> [STATED GOAL]: Rewrite the lines below, changing every "innermost point" to "central point" and keeping everything else identical.

— begin DATASET ENTRIES —

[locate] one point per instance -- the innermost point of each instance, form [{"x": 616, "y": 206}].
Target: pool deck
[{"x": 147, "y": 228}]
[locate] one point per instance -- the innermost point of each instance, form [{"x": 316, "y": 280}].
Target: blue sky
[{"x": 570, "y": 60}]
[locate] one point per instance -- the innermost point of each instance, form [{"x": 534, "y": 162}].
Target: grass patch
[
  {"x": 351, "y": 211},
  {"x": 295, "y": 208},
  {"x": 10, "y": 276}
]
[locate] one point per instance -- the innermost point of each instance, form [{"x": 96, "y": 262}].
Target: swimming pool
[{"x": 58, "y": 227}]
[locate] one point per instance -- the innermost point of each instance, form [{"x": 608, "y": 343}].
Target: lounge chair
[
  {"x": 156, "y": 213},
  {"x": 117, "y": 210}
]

— end DATASET ENTRIES —

> [RESULT]:
[locate] one point per instance -- the central point of each instance, form [{"x": 616, "y": 206}].
Target: pool deck
[{"x": 147, "y": 228}]
[locate] one point per instance -- the central point of each instance, form [{"x": 316, "y": 280}].
Target: blue sky
[{"x": 570, "y": 60}]
[locate] one point per instance -- the central point of each instance, form [{"x": 534, "y": 162}].
Target: grass patch
[
  {"x": 351, "y": 211},
  {"x": 295, "y": 208},
  {"x": 10, "y": 276}
]
[locate] one point per instance -- the central point of each instance, form [{"x": 96, "y": 262}].
Target: swimming pool
[{"x": 58, "y": 227}]
[locate] one point per instance -- the central point of each instance, form [{"x": 608, "y": 343}].
Target: lounge chair
[
  {"x": 156, "y": 213},
  {"x": 117, "y": 210}
]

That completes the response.